>> Start Text provided

Must be some nice toilet you have that only requires a gallon. Tree hugging bastard.


----------



## Xander (Mar 20, 2007)

Maybe their sound quality would improve if they plugged that black cable in all the way...


----------



## chad (Jun 30, 2005)

Xander said:


> Maybe their sound quality would improve if they plugged that black cable in all the way...


Well done! Good eyes.


----------



## CHH777 (Apr 20, 2006)

Wow, stupidity truly knows no bounds.


----------



## chuyler1 (Apr 10, 2006)

I find if I put cat litter boxes in each corner of my listening room the odor and presence of feces helps with standing waves. I find the 20-50Hz region much cleaner. I even tried placing bags of used cat litter on the rear deck of my car. It works great. The effect intensifies on a hot sunny day if you leave the windows closed.


----------



## SQHEAD (Mar 15, 2005)

finebar4 said:


> Do yourself a favor and read the white paper. I am still in a deep state of shock, awe, and bewilderment.
> 
> http://www.machinadynamica.com/index.html


Yes the white paper is a good read.....it explains all to those that may have doubt about the magic mushrooms...err I mean crystals, pebbles, whatever


----------



## Dillyyo (Feb 15, 2008)

>> End Text provided

▶ [Actions to take]:
1. Revise the forum thread from the words "## CHH777 (Apr" through the words "the windows closed.", replacing "listening room" with "home theater".
2. Answer these questions using the forum thread:
(a) What color is the cable Xander says should be plugged in all the way?
(b) Which frequency region does chuyler1 say is much cleaner?
(c) What does SQHEAD call a good read?

>> Start Listing

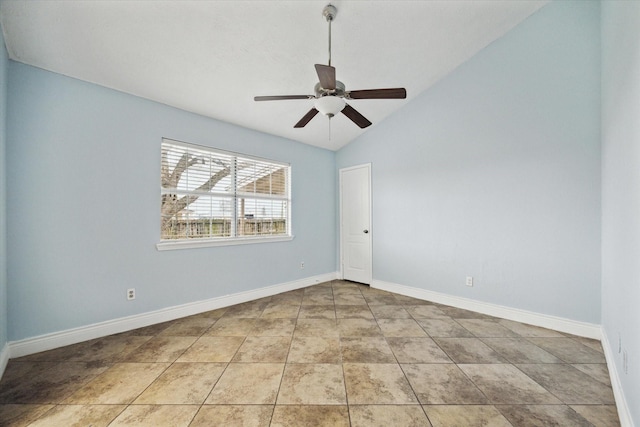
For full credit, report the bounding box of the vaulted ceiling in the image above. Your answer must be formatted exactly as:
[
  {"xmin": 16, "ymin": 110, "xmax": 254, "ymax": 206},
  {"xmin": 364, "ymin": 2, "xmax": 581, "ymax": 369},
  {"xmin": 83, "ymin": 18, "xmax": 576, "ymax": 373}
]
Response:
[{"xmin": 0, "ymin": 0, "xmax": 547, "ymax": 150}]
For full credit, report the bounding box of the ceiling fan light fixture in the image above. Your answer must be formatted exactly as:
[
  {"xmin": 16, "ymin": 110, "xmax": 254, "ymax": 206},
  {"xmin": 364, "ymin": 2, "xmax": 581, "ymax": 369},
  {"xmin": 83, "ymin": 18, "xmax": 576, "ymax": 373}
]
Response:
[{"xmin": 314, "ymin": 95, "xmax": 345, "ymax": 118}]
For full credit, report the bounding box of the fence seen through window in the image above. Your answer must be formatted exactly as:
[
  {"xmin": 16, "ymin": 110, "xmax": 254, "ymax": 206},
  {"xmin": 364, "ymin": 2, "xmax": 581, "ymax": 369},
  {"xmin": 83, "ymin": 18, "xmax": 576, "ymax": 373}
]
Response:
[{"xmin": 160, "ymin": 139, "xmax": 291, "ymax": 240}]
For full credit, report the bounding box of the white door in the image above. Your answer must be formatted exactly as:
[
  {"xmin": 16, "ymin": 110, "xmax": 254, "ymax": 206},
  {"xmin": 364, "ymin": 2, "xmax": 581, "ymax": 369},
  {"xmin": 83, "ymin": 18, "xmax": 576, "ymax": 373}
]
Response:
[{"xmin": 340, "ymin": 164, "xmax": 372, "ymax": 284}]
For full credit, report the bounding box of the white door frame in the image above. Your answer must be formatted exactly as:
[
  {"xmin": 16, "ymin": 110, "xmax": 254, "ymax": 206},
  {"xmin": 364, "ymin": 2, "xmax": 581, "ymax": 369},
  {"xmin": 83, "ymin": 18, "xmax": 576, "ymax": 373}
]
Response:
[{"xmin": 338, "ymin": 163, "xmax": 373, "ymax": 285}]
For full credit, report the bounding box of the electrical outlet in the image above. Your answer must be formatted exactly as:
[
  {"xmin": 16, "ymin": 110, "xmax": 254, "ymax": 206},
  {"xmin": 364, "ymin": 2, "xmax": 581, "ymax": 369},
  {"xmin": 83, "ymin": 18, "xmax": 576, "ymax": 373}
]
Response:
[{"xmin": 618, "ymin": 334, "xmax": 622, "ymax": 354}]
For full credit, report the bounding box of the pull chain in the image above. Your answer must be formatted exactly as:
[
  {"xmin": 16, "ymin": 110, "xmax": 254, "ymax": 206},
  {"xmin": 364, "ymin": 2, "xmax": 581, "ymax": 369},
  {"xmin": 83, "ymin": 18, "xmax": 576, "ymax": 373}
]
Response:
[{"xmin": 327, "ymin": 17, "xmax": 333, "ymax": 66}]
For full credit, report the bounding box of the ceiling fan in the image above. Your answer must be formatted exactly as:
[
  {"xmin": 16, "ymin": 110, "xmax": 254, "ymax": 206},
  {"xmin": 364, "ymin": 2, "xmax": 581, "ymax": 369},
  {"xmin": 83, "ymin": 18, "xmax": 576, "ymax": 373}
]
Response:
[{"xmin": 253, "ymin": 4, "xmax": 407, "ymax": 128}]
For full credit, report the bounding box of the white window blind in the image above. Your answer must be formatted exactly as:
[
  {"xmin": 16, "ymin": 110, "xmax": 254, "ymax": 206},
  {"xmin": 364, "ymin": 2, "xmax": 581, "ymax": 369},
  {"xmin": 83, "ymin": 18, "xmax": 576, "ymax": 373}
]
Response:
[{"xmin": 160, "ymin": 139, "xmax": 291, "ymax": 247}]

>> End Listing

▶ [Worked answers]:
1.
## CHH777 (Apr 20, 2006)

Wow, stupidity truly knows no bounds.


----------



## chuyler1 (Apr 10, 2006)

I find if I put cat litter boxes in each corner of my home theater the odor and presence of feces helps with standing waves. I find the 20-50Hz region much cleaner. I even tried placing bags of used cat litter on the rear deck of my car. It works great. The effect intensifies on a hot sunny day if you leave the windows closed.

2.
(a) Black.
(b) The 20-50Hz region.
(c) The white paper.